• What you are asked to do: Rewrite the part of the data that opens with the line containing "the red parasol" and runs through the end of the data, keeping every line of text but leaving out the pictures. Add 81 to each coordinate in the answers, and leave the numbers in the format samples unchanged.

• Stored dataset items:
________________________________________

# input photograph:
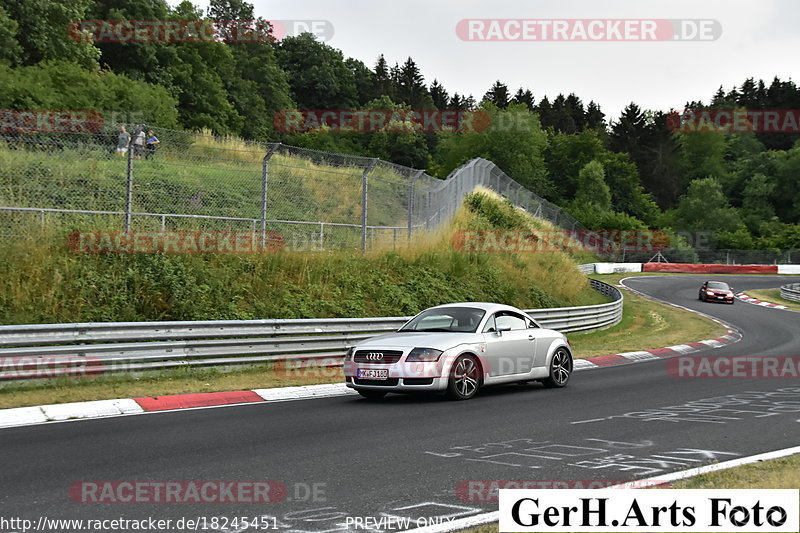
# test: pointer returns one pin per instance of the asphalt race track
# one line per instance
(412, 457)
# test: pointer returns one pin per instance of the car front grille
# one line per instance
(391, 382)
(386, 357)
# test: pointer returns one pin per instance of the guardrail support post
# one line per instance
(264, 178)
(364, 185)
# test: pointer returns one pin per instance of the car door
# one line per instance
(510, 345)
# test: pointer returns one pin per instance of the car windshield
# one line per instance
(446, 319)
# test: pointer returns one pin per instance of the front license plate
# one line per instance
(370, 373)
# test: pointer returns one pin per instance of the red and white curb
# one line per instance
(749, 299)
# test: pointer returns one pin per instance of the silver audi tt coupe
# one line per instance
(458, 348)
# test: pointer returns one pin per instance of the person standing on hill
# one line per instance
(123, 141)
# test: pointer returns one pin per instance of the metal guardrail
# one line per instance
(791, 292)
(37, 350)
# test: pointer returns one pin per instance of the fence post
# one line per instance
(129, 191)
(264, 178)
(411, 201)
(364, 185)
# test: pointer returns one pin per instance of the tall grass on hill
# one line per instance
(199, 175)
(43, 282)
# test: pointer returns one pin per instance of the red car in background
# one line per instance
(716, 291)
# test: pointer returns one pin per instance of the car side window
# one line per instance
(509, 319)
(490, 325)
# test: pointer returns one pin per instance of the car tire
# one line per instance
(464, 378)
(560, 369)
(371, 394)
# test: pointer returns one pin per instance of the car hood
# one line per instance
(420, 339)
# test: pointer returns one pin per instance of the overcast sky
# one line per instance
(759, 39)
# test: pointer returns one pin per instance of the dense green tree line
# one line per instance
(633, 172)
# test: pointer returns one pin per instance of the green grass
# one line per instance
(773, 296)
(198, 176)
(783, 473)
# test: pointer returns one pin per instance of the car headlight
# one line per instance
(426, 355)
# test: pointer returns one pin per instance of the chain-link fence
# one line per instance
(123, 180)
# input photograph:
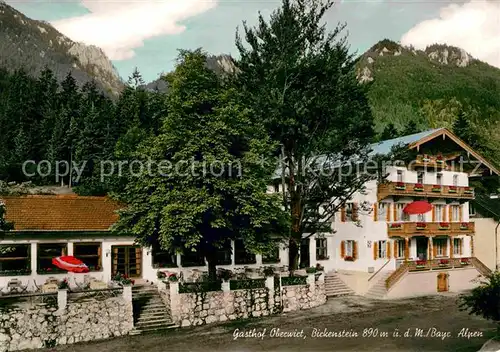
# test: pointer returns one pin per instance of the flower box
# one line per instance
(436, 188)
(468, 190)
(421, 225)
(400, 186)
(444, 226)
(444, 262)
(396, 226)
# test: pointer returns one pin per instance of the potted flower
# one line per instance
(468, 190)
(396, 226)
(400, 186)
(421, 264)
(63, 285)
(464, 261)
(161, 274)
(311, 270)
(444, 262)
(421, 225)
(444, 225)
(436, 188)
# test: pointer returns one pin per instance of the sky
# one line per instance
(147, 34)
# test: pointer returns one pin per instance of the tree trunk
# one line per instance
(293, 255)
(211, 257)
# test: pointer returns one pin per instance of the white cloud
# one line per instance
(474, 26)
(119, 27)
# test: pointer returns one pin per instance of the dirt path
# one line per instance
(354, 324)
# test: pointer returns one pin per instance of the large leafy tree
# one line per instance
(215, 190)
(300, 80)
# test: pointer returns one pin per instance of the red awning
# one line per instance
(70, 264)
(418, 207)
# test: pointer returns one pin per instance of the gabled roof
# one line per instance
(384, 147)
(60, 212)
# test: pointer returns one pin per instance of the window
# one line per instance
(472, 210)
(45, 253)
(439, 212)
(273, 257)
(400, 215)
(382, 249)
(89, 253)
(439, 179)
(400, 245)
(241, 255)
(383, 208)
(455, 213)
(420, 177)
(321, 249)
(440, 244)
(163, 258)
(224, 255)
(193, 258)
(457, 246)
(400, 176)
(15, 259)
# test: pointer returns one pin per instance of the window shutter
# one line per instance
(354, 211)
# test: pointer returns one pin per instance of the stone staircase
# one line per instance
(334, 286)
(150, 312)
(379, 290)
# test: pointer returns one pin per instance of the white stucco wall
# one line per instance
(425, 282)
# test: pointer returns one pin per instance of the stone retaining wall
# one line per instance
(38, 326)
(199, 308)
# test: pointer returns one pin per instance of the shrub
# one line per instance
(484, 300)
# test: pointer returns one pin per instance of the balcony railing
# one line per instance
(428, 191)
(430, 228)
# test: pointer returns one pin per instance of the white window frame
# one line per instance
(400, 176)
(439, 179)
(422, 175)
(382, 249)
(349, 248)
(457, 245)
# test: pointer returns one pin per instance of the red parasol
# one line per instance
(70, 264)
(418, 207)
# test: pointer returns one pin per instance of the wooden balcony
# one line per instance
(404, 229)
(402, 189)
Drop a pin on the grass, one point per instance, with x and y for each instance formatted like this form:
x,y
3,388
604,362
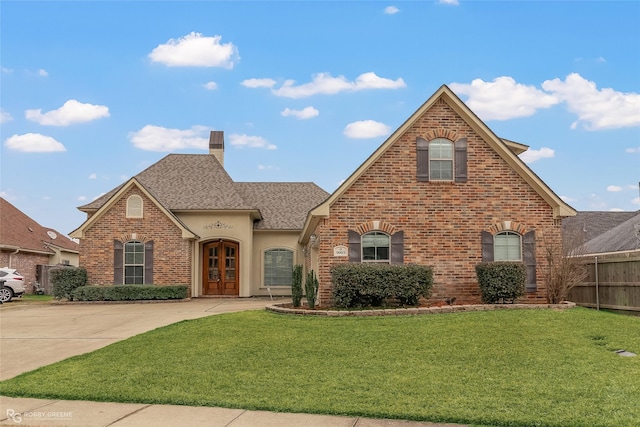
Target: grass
x,y
499,368
34,298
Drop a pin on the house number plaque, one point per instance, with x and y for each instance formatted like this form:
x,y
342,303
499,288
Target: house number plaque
x,y
340,250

________________________________________

• Response to the task:
# test: pointer returns one pin per instance of the red parasol
# one line per instance
(151, 345)
(499, 288)
# test: pointer returns one pin per instance of the wooden balcony
# one line per instance
(485, 310)
(483, 270)
Drop a pin on the grass, one point per instance, with x and y for each instance formatted like this form:
x,y
3,388
604,362
Target: grass
x,y
580,449
115,379
Drop a pin on the house number plaque, one point per instance, with x and y for each instance formatted like this form:
x,y
342,303
499,288
Target: house number plaque
x,y
421,331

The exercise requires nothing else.